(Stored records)
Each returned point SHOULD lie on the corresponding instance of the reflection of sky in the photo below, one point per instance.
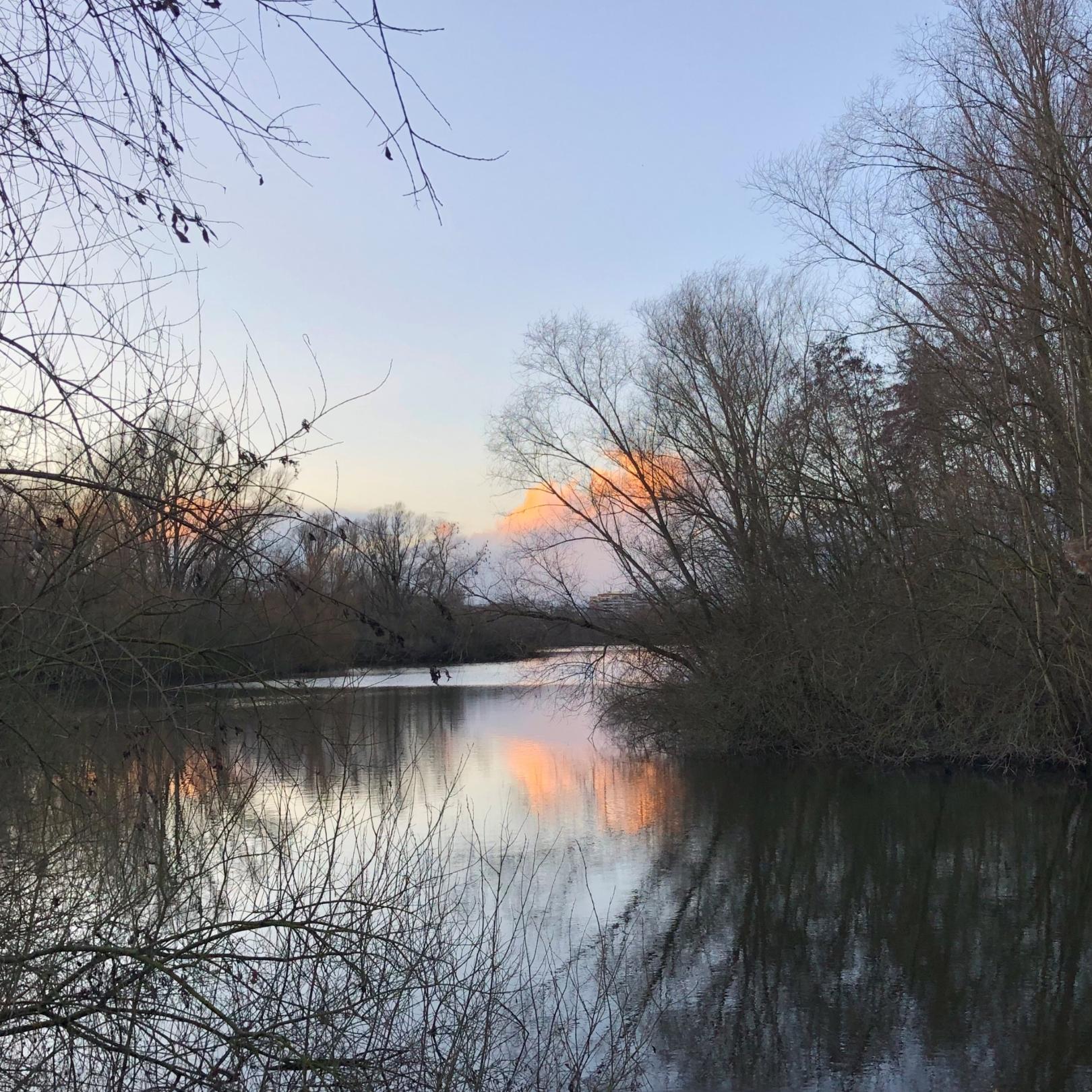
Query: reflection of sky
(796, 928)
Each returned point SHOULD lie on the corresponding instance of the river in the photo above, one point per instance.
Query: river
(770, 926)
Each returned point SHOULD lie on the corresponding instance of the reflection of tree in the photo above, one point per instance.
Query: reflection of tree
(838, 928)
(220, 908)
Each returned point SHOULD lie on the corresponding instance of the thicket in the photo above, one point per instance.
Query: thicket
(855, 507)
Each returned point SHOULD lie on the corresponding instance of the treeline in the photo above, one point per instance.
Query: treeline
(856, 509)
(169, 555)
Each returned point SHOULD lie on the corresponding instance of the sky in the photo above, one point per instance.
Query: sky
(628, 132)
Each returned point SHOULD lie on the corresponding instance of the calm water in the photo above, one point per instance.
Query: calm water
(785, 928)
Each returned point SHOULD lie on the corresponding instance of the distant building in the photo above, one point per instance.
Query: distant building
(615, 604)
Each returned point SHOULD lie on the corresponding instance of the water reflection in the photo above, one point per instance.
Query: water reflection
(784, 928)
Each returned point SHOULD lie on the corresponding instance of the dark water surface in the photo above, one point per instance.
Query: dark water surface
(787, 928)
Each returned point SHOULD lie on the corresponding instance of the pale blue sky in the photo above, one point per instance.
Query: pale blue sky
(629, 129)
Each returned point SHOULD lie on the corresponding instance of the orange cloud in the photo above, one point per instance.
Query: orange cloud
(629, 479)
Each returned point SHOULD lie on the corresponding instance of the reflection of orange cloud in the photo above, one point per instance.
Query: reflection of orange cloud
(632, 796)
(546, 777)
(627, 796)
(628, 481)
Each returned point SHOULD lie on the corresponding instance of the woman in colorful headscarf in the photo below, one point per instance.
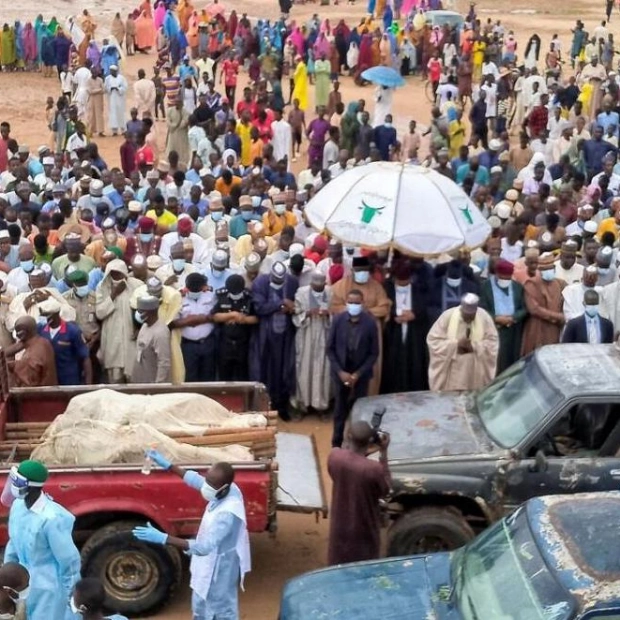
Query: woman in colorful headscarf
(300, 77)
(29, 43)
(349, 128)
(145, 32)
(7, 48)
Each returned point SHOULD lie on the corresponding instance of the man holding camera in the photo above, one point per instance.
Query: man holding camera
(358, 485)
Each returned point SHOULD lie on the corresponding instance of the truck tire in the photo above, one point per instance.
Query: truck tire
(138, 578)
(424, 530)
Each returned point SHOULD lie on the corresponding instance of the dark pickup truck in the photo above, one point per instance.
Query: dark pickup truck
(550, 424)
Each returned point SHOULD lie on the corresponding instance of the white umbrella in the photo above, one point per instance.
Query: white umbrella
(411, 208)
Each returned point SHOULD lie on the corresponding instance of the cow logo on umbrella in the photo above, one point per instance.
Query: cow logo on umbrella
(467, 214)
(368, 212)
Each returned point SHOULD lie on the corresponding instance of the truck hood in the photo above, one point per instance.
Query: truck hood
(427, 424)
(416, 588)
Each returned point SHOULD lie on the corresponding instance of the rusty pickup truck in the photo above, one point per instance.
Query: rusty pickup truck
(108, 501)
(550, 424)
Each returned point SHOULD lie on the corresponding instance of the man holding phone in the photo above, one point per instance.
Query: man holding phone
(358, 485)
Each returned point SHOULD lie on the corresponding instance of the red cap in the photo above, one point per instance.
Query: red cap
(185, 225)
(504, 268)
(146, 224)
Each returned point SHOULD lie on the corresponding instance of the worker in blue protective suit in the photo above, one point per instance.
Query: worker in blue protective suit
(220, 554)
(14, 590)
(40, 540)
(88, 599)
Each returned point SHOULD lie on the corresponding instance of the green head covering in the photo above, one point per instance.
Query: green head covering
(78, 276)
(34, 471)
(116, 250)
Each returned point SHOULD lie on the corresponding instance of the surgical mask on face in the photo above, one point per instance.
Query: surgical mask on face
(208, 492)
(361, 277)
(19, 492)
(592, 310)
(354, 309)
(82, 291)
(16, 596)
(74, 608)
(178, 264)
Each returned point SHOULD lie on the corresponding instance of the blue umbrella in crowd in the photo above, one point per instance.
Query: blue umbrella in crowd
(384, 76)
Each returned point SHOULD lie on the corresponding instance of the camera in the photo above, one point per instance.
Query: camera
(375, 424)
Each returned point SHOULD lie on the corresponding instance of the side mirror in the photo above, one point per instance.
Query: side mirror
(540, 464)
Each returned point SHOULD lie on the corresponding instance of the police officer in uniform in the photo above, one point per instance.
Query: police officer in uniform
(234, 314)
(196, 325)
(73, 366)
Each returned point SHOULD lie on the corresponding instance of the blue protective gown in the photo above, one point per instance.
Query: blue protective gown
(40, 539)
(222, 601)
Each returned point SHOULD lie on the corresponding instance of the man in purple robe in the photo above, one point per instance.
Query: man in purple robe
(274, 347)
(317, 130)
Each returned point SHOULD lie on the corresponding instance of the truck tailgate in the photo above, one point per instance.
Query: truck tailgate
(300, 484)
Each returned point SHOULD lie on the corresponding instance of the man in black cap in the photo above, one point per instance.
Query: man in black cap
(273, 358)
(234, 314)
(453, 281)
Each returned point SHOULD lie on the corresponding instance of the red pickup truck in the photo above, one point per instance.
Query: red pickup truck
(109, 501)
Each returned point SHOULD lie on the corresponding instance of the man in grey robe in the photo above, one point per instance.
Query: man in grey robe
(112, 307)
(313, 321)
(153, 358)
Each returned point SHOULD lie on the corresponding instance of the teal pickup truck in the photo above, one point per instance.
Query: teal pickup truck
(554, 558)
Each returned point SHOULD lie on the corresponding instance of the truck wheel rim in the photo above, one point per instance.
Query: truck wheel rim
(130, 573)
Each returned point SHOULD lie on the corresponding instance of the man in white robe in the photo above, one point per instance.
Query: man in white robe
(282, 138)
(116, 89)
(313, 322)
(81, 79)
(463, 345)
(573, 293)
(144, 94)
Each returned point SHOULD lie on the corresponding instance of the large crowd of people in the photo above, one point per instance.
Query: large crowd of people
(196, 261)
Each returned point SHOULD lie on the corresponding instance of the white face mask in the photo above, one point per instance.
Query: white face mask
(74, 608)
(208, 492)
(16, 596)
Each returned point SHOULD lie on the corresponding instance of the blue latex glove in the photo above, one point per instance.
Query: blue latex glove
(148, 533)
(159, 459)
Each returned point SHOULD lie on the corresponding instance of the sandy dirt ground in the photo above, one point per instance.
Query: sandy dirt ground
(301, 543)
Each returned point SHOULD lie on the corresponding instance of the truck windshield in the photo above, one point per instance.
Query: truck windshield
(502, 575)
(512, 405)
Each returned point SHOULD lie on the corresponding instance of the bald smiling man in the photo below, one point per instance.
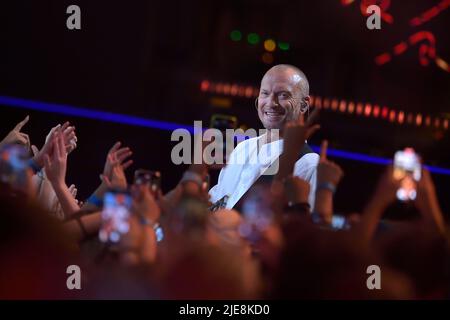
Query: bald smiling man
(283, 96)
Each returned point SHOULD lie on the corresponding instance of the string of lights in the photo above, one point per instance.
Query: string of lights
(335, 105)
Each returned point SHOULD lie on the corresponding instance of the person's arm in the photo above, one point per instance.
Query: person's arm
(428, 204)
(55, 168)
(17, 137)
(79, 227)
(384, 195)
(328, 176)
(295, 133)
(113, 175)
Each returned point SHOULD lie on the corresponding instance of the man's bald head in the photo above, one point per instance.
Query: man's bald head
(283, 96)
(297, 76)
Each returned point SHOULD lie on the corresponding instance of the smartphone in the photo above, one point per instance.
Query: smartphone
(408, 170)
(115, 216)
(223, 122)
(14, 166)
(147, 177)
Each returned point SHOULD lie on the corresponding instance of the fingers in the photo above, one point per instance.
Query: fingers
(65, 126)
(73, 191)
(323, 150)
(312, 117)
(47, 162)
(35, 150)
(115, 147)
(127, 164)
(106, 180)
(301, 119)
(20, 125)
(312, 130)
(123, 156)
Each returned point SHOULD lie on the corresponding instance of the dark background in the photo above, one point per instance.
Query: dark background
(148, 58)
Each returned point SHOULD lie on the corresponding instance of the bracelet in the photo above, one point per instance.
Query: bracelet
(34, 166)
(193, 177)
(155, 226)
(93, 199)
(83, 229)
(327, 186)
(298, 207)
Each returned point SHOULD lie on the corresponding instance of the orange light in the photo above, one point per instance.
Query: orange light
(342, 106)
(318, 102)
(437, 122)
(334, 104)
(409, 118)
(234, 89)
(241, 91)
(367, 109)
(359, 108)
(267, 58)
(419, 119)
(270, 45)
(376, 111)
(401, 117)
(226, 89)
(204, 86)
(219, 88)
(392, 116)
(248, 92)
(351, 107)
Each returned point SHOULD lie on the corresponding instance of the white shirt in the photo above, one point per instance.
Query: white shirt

## Instructions to follow
Repeat only the stretch of data above that runs from the line with "the truck windshield" to the line with "of the smartphone". Keep both end lines; exclude pictures.

## Output for this task
Each returned point SHOULD lie on the corresponding instance of the truck windshield in the photo above, one point per instance.
Query: truck windshield
(502, 575)
(512, 405)
Each returned point SHOULD lie on the corresponding instance of the bald smiling man in the photo below, one point per instance.
Query: bald smiling man
(283, 96)
Each returned point SHOULD lie on the corresponding instance of the string of lights in the photo above, one point per instance.
Query: string of lights
(335, 105)
Each returned point SHOULD lie on the corresponding instance of the person's arm in the photo above, one point per instance.
Query: person's arm
(428, 204)
(55, 168)
(17, 137)
(79, 227)
(384, 195)
(328, 176)
(295, 133)
(113, 175)
Each returned point SHOULD lie on the corresponding instance of the man's bald head in the photo above, one point per instance.
Query: man's bald head
(283, 96)
(297, 76)
Each returned point SHOULD lie on the corresponding instance of the smartphone in the photo above, one point per instance.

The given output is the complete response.